Referring expression data
------------------------------------------------------------
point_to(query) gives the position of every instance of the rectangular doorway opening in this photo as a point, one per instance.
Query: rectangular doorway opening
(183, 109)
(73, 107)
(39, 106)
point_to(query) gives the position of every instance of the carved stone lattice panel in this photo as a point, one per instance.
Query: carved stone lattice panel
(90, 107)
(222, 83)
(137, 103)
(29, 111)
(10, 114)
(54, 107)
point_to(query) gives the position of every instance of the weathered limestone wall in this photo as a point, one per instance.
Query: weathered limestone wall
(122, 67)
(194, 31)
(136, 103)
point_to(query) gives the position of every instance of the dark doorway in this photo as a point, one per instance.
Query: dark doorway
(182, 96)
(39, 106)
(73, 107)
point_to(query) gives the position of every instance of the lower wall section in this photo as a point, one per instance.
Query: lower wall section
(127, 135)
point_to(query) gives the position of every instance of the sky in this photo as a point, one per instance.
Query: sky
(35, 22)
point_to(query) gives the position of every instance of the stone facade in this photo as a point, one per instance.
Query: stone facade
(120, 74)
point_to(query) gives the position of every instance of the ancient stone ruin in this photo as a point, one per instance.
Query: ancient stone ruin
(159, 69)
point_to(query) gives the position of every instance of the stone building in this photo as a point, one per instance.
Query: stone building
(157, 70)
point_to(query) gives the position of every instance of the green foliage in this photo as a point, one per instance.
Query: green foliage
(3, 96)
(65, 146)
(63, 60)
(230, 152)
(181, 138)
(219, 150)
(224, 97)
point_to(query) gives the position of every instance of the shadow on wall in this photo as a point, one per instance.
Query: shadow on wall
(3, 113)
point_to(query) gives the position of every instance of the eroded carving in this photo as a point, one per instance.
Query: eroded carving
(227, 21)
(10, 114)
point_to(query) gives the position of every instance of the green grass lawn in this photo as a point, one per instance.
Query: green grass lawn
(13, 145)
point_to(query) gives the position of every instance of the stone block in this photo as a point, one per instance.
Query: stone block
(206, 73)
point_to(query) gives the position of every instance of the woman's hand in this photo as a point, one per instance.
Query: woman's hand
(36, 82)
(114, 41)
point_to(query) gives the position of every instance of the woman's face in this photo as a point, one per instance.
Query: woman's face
------------------------------------------------------------
### Your assignment
Taking the entries above, please repeat each one exactly.

### Written solution
point_to(query) gives the position of every instance of the rectangular doorway opening in this photo as a point, one per instance.
Query: rectangular doorway opening
(183, 109)
(73, 107)
(39, 106)
point_to(query) gives the position of every instance of the carved stone lattice panel in this photo as a point, one per instance.
Query: carved stone lattice panel
(90, 107)
(222, 83)
(137, 103)
(29, 111)
(10, 114)
(54, 107)
point_to(query) gives the position of every instance of the weathered limestone wall in this photo as a point, one per instance.
Query: weathered limestone wall
(122, 67)
(194, 31)
(136, 103)
point_to(query) gives the position of every instance of the dark doorway in this photo as a point, one per instance.
Query: dark doorway
(182, 96)
(39, 106)
(73, 107)
point_to(query) gives the position of every instance of the lower wall section in this photo as a point, one per instance.
Query: lower wall section
(127, 135)
point_to(query) gives the position of every instance of the sky in this photo as a point, one per instance.
Query: sky
(35, 22)
point_to(query) gives the position of every instance of the stone facade in this photo as a point, one per instance.
Query: stone facade
(120, 74)
point_to(query) gives the position of every instance of the ancient stone ruin in this photo as a point, one per instance.
Query: ancient stone ruin
(159, 69)
point_to(query) gives the position of every instance of the stone building in this photo as a point, one per instance.
Query: stone building
(157, 70)
point_to(query) gives the position of every instance of the green foliage in this photo as a point, one per instance.
Query: green foliage
(3, 96)
(65, 146)
(63, 60)
(230, 152)
(181, 138)
(219, 150)
(224, 97)
point_to(query) gives the position of every instance of the shadow on wall in this photo as a point, one per instance.
Query: shadow on wall
(3, 113)
point_to(query) gives the position of every instance of the eroded carving in this photo as a point, one per instance.
Query: eroded carving
(227, 21)
(10, 114)
point_to(query) gives the position of every instance of the green grass lawn in this photo as a point, one per instance.
Query: green grass lawn
(13, 145)
point_to(query) gives the position of every instance of the stone block in this photo as a point, one per instance.
Query: stone block
(206, 73)
point_to(query) gives the position of every instance of the woman's hand in this photo as a point, one per instance.
Query: woman's hand
(36, 82)
(114, 41)
point_to(query) gives the position of every instance of the woman's face in this photo as a point, one per instance.
Query: woman's face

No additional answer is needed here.